§ **TRABAJO REQUERIDO**:
(A) Según el texto sobre Sandra Oscarina, ¿cuántos años cumplió ella el 18 de agosto pasado?
(B) Transcribe el fragmento del texto sobre Sandra Oscarina que va desde "Cumplió 71 años" hasta "camino a Cuenca.", ambos incluidos.

§ **TEXTO DADO**:
De espaldas, subida en una silla, y sosteniendo en las manos un cable de luz eléctrica, clavos y martillo para instalar una lámpara –su reciente creación–, se la ve al ingresar a su peluquería. “Buen día. ¿Eres Sandra Oscarina?”, consulto. Cuando se voltea, todas las ideas previas que me había hecho sobre ella se esfuman. No lleva capas de maquillaje ni tacones ni minifalda.

Cumplió 71 años el 18 de agosto pasado. Lleva unas cómodas flats, medias nylon cortas, un pantalón flojo negro y una blusa habana de mangas largas.

No ha dejado el rubio, su tono favorito, pero hace unos seis meses se recortó la melena, que lucía hasta los hombros. Once años atrás su cabellera era larguísima. La perdió en una “clínica de deshomosexualización¹” y rehabilitación que, según comenta, estaba camino a Cuenca.

Sus ojos cafés claros se tornan verde oliva cuando llora al recordar que despertó en ese lugar con la cabeza rapada; al recorrerla con sus manos, halló huecos y pocos mechones (involuntariamente se acaricia el cabello).

No sabía dónde estaba. Luego entendió que su cuñado, médico, debió sedarla cuando le administró un suero supuestamente revitalizante porque la veía demacrada.

§ **DATOS SIN PROCESAR**:
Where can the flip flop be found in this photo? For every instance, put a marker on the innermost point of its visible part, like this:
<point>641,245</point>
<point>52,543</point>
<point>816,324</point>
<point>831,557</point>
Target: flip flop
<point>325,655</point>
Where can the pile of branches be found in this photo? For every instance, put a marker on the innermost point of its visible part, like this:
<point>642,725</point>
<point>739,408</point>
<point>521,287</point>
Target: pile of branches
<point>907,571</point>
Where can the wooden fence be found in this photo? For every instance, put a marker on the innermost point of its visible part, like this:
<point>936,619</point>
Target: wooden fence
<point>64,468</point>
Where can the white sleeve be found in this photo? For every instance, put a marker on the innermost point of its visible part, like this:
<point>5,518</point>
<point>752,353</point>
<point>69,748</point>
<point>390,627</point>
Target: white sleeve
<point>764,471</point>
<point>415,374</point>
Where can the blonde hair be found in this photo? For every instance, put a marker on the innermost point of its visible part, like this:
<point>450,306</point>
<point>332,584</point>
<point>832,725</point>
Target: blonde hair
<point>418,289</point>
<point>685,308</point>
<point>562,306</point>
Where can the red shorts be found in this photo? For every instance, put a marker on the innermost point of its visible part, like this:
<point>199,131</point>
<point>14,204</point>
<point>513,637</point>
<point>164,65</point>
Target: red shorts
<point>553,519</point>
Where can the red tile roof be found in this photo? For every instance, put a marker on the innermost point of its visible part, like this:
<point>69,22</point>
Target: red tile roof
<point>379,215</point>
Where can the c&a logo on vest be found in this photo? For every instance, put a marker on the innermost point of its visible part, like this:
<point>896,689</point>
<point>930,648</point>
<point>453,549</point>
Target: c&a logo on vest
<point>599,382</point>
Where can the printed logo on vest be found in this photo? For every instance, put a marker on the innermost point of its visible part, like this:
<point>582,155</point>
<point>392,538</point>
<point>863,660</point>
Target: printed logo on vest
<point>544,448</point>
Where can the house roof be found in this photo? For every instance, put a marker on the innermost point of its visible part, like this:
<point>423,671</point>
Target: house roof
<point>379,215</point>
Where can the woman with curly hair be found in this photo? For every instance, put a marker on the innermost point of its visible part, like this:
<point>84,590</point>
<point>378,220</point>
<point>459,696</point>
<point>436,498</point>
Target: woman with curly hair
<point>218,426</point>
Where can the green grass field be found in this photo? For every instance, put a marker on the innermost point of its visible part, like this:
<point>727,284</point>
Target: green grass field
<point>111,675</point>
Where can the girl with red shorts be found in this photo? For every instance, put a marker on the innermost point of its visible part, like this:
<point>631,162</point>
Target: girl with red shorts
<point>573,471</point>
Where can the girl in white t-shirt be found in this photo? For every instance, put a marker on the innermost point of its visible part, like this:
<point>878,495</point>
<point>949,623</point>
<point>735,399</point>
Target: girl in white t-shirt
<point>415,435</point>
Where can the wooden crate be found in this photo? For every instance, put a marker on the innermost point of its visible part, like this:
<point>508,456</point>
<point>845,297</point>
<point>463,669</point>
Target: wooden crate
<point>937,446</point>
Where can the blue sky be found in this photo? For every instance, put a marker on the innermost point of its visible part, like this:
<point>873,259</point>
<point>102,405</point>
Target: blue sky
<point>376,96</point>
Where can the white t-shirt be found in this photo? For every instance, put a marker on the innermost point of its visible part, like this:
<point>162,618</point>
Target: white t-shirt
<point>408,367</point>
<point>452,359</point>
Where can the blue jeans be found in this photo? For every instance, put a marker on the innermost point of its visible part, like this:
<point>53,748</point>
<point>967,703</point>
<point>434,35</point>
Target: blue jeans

§ **RESULTADOS**:
(A) 71 años.

(B)
Cumplió 71 años el 18 de agosto pasado. Lleva unas cómodas flats, medias nylon cortas, un pantalón flojo negro y una blusa habana de mangas largas.

No ha dejado el rubio, su tono favorito, pero hace unos seis meses se recortó la melena, que lucía hasta los hombros. Once años atrás su cabellera era larguísima. La perdió en una “clínica de deshomosexualización¹” y rehabilitación que, según comenta, estaba camino a Cuenca.